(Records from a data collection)
-- Opening Marker --

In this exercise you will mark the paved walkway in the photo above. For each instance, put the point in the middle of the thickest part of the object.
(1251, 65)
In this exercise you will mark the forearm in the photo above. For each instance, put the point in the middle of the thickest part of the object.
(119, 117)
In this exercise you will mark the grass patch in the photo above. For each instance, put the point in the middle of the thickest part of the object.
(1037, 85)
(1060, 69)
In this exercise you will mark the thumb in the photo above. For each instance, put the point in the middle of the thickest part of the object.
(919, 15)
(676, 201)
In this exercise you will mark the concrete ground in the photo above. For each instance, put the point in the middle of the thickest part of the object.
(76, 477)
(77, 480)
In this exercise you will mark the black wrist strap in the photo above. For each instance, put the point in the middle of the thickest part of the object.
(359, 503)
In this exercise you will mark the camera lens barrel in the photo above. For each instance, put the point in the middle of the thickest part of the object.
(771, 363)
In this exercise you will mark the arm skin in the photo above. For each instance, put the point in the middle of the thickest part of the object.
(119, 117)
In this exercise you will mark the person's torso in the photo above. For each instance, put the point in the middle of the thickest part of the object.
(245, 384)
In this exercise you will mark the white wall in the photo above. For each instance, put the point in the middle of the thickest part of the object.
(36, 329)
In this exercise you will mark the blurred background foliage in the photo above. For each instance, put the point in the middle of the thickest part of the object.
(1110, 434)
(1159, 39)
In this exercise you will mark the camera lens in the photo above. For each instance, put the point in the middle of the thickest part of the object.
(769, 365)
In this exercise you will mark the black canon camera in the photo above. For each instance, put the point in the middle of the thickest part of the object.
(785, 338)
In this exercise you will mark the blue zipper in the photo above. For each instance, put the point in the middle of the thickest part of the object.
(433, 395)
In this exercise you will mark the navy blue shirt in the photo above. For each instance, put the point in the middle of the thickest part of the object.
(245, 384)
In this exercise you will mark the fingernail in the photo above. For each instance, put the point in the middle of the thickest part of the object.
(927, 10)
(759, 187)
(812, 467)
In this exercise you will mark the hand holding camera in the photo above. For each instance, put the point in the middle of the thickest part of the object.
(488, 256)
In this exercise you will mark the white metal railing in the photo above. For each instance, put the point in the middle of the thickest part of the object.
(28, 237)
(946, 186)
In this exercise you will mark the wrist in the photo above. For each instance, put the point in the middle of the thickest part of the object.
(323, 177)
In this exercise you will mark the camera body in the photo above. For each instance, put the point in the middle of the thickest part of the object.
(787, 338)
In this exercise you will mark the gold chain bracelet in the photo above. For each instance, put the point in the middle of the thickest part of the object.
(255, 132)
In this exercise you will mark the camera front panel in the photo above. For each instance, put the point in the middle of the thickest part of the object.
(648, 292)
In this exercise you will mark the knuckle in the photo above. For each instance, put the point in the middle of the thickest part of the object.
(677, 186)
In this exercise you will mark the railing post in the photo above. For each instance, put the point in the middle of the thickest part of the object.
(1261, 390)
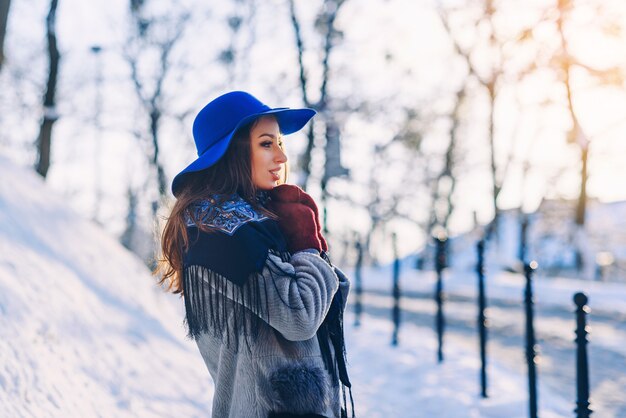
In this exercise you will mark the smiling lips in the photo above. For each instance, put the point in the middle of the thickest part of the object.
(275, 174)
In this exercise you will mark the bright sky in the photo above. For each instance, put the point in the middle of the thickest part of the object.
(423, 70)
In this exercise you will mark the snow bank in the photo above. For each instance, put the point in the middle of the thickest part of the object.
(84, 331)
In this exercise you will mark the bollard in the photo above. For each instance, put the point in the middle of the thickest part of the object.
(358, 285)
(482, 322)
(440, 263)
(531, 351)
(582, 366)
(523, 238)
(395, 312)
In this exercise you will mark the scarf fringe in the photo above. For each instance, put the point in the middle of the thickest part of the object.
(211, 301)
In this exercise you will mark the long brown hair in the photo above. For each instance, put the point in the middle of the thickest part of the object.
(231, 174)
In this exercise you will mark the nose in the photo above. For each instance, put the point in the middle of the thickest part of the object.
(280, 156)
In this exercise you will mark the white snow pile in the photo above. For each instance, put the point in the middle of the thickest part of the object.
(84, 330)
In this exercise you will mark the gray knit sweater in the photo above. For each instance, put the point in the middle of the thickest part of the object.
(281, 370)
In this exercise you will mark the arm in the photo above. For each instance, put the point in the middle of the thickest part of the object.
(294, 296)
(299, 294)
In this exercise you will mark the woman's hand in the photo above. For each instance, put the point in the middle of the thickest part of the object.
(298, 218)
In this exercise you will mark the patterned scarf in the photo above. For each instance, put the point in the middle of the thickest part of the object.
(245, 239)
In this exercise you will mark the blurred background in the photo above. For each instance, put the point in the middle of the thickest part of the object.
(434, 116)
(441, 125)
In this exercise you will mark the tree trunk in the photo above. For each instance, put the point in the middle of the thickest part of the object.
(4, 17)
(493, 228)
(44, 140)
(581, 208)
(155, 116)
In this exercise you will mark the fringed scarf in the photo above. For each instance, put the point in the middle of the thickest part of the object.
(235, 249)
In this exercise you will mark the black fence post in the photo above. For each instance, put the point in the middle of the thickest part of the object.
(523, 237)
(395, 312)
(582, 366)
(482, 321)
(440, 263)
(358, 285)
(531, 349)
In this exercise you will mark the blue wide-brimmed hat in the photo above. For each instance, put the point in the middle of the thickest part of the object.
(216, 124)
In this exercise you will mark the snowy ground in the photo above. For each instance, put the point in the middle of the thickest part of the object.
(84, 332)
(554, 325)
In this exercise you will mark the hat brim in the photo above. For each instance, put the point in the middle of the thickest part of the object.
(289, 121)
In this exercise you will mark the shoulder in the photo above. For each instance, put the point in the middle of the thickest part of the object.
(223, 213)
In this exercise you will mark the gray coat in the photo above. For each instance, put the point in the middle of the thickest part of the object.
(281, 369)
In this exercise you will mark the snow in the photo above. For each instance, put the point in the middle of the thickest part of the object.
(84, 331)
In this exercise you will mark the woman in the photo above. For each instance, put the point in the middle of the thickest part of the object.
(262, 301)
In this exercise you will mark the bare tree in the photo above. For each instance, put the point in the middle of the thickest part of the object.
(565, 63)
(491, 83)
(4, 17)
(325, 25)
(160, 36)
(50, 115)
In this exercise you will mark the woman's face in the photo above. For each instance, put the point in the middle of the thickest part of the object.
(268, 158)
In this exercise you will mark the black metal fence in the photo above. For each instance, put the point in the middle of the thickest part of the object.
(532, 355)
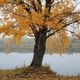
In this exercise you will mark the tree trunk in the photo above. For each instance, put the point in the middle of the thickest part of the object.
(39, 49)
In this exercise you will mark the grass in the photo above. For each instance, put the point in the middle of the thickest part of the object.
(31, 73)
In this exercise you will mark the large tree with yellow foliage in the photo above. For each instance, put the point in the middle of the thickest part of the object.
(45, 20)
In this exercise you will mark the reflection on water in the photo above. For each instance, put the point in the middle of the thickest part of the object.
(67, 64)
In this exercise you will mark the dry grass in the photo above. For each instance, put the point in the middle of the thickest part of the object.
(42, 73)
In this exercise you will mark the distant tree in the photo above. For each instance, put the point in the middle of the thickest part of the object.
(42, 19)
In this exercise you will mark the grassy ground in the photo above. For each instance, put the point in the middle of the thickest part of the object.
(42, 73)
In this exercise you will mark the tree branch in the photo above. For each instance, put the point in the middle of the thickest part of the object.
(62, 28)
(73, 33)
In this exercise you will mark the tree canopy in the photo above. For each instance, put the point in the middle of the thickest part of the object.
(26, 17)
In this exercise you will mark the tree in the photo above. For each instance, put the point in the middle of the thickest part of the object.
(42, 19)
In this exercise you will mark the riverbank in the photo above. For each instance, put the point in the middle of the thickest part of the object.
(42, 73)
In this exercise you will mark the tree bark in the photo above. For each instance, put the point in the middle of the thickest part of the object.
(39, 49)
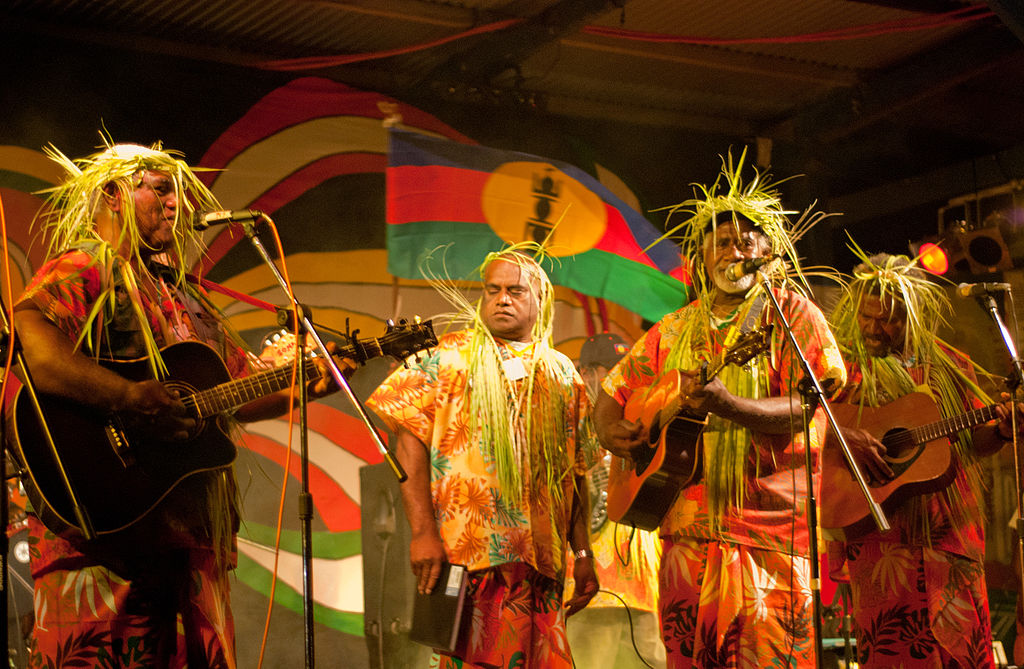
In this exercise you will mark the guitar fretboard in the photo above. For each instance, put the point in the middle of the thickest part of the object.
(947, 426)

-- Closing Marker --

TO DO -> Your answer must be an exact copy of the records, free of images.

EXERCISE RESPONSE ->
In this exercise you will mark the paved walkway in the photo above. For each instance, put the point in the middle of the thickest part of the object.
(1251, 65)
In this exercise you will mark the forearm in the photo above. For each instance, put the point in the middle of the thickest part of the object.
(119, 117)
In this exercise you will mark the grass patch in the photo above. For each instance, put the point in the middle of the thickest part of the object.
(1037, 85)
(1060, 69)
In this exercise you will mark the thumb in the photo above. For each instance, put the point in the middle of the thickest part of the object.
(919, 15)
(676, 201)
In this exercise you will mark the concrete ground in the photo above. For each instance, put the point in the middle of the thickest part of the object.
(76, 477)
(77, 480)
In this exercise you will mark the black wrist strap in the photo above. For each instance, put the point in the middle of the thickest part of the object.
(359, 503)
In this exercise you will mark the camera lens barrel in the photo above. For each instance, put the point in the middle of the thickest part of the object.
(771, 363)
In this exercise you will mark the arm skin in the photo above. For each instance, put the point in the middle of the thickest part of the object.
(119, 117)
In this exercise you will mark the person's torso in the photo above. For each instance, put the point in the middle of the thickest part of the object.
(245, 384)
In this exercise you will mark the white wall in the photo above. For each instance, put the point in the middle of the thickest part of the object.
(36, 329)
In this exercise you will mark the blurred background foliage in the photo above. For each instance, put the point in the middle of the thickest part of the object.
(1110, 434)
(1159, 39)
In this exercise you will mark the camera lens in the photo above. For each instance, put the point in the middle of the thickest part of the object.
(769, 365)
In this exercise you will mark the black canon camera in the photo above. For each instance, put the point in the middle of the thickest part of the object.
(785, 338)
In this exercise you will mark the blue zipper in the photo above. For each instance, put the point in the middle of the thickest part of the object.
(433, 395)
In this exercise you will mark the navy blue shirt in the photo above. For each instance, put the point in the middle of the thickest part of the object.
(245, 384)
In this exercise you will mark the fingernail in the photo above. For each instance, put the point in the middle of the thickest part of the object.
(927, 10)
(759, 187)
(812, 467)
In this exercise you will mark the hand holding camera in the photo above. For each instance, put the point in the middle of the thickest part of the object.
(488, 256)
In this exercise you will mark the white metal railing in the photo above. For each instance, put the point in the middle of the thickest part of the object.
(28, 237)
(946, 186)
In this exercise you will mark the wrist in the photo above. For each instance, put the point in the middle of the thickest part of the object.
(323, 177)
In this exercise you will mark the camera body in the photo above. For each instance, put the point in the middle of the thickest part of the object.
(787, 338)
In this exercise you will mark the gold chain bracelet in the photo above. For each instance, put the point in the middle of the thickest part of the object.
(255, 132)
In this exercise you will mark the camera front panel in the photo above. For each instance, put the point in the middle of the thickest part of the object.
(648, 292)
In this exercise you will mark the knuckle in the photo above. For each instance, put the point in the middle of the thickest part of the object.
(677, 186)
In this exercise you will mark the railing post in the photo above. For each instance, put the point in the middle of the thickest part of the object.
(1261, 390)
In this exercise you will mark the smiling lips in the photo above. For each instance, put the point in the middle of the thickest part of the object.
(275, 174)
In this exercise you will mark the bright sky in the photo above. For each instance, put the point in the middle of the thickest part of the object.
(423, 70)
In this exercise you will mark the snow bank in the photo above. For each instance, put the point in the middle of the thickest part of the object.
(84, 331)
In this exercise you will mark the bollard in the photo above. For each instance, put the point in the middle of the thickest part of the object.
(358, 285)
(482, 322)
(440, 263)
(531, 351)
(582, 366)
(523, 238)
(395, 312)
In this exercise you will mark the scarf fringe in the photo above. For each instance, put the point in the middle of the thickest part of the object.
(211, 301)
In this exercise you will mark the long brown hair in the photo above. For each instance, put the point in the middle of the thickest part of the object.
(231, 174)
In this exercise you will mark the nose in the photo above. For each instance, put the point in the middle of the thickest part of the object.
(280, 156)
In this exercise you will mark the white snow pile in the photo above. For each instance, put the point in the middle of the thickest part of the object.
(84, 330)
In this exercise you will mark the gray knit sweater in the photo above. For each instance, put the point in the middle of the thickest part of the object.
(281, 370)
In this exercise you will mark the arm in the photo above. For each instance, put the point in the middle of the thickest part of the object.
(294, 296)
(299, 294)
In this exercise you will mark the woman's hand in the photo above. For each instance, put the point in the middle of the thickest part of the object.
(298, 218)
In this exercise you will mark the patterned scarf in the photo above. For each instance, put the point in the middle of the thickest part of the object.
(245, 239)
In this exercise you will mark the blurred background in the photo above. For each instance, put the point in the middle of the thickest part of the object.
(434, 116)
(441, 125)
In this exercise you will mark the tree trunk in the photo above. For each instance, put the point in the middle of the thickest part of the object.
(4, 17)
(493, 228)
(44, 140)
(581, 208)
(155, 116)
In this exercise you will mark the fringed scarf in the photo above. For each instance, put the point in the middle of the thickest part of the object.
(235, 249)
In this exercise you will mark the black fence post in the photo above. For each instance, put the point in the middle of the thickest part of the object.
(523, 237)
(395, 312)
(582, 366)
(482, 321)
(440, 263)
(358, 285)
(531, 349)
In this exercise you will mark the blue wide-brimmed hat in the photo above. For each instance, put the point in the middle of the thickest part of the object.
(216, 124)
In this exercise you will mark the snowy ground in the photo above. For each instance, put the point in the middle of the thickest part of the object.
(84, 332)
(554, 325)
In this exercise you will mark the hat brim in the photo above. For each instance, put the point in the middle of the thickest part of the object.
(289, 121)
In this exercise you will mark the shoulder in the photo above. For each instance, put the point in the middle of the thickest part of the object.
(223, 213)
In this exercise you will mark the gray coat in the photo above. For each instance, put the point in the middle of the thickest part of the object.
(281, 369)
In this exercise you will mark the snow in the photo above. For each instance, put the point in the middle of the thickest part of the object.
(84, 331)
In this exercise you will mark the woman in the photo above. For each instance, put the point in the middle of the thickest part of the object.
(262, 301)
In this exercise you will mark the bare tree in the photo above. For each instance, put the point in the middle of the thickest part of the object.
(565, 63)
(491, 83)
(4, 17)
(325, 25)
(160, 36)
(50, 115)
In this exercise you will mark the woman's face in the photo above. For each instance, put the point in the middle of the thickest part of the object.
(268, 158)
In this exercise you will mark the black metal fence in the photo above. For each instance, put the point in the middle of the thickest part of the object.
(532, 355)
In this exercise you will mark the tree trunk in the photo above. For each instance, put the point in the middle of the thickest part of the object.
(39, 49)
In this exercise you will mark the grass in the photo above. For each instance, put the point in the middle of the thickest part of the object.
(31, 73)
In this exercise you will mark the large tree with yellow foliage in the photo above. For each instance, put the point in the middle of the thickest part of the object.
(45, 20)
In this exercise you will mark the reflection on water in the photo above. For each instance, put the point in the middle of the thickest part of the object.
(67, 64)
In this exercise you will mark the dry grass in the photo above. For each instance, put the point in the middle of the thickest part of the object.
(42, 73)
In this exercise you will mark the distant tree in the photo above. For each instance, put the point in the middle of the thickest part of the object.
(42, 19)
In this exercise you will mark the grassy ground in the photo above. For each instance, put the point in the middle of the thickest part of the object.
(42, 73)
In this exercise you will mark the tree branch in the photo above. For each instance, put the point in the middle of the thickest part of the object.
(62, 28)
(73, 33)
In this exercise you will mark the tree canopy in the photo above. For each instance, put the point in the middle of the thickest part of the object.
(26, 17)
In this exercise you will mark the tree in the photo above. For each instance, put the point in the middle of the thickest part of the object.
(42, 19)
In this exercise you will mark the riverbank in the photo above. For each instance, put the point in the middle of the thickest part of the object.
(42, 73)
In this exercise you will mark the tree bark in the photo above. For each instance, put the point in the middle of the thickest part of the object.
(39, 49)
In this exercise you will mark the guitar fretboard in the photo above. For each instance, put the point in the middle of the thickest part of the object.
(947, 426)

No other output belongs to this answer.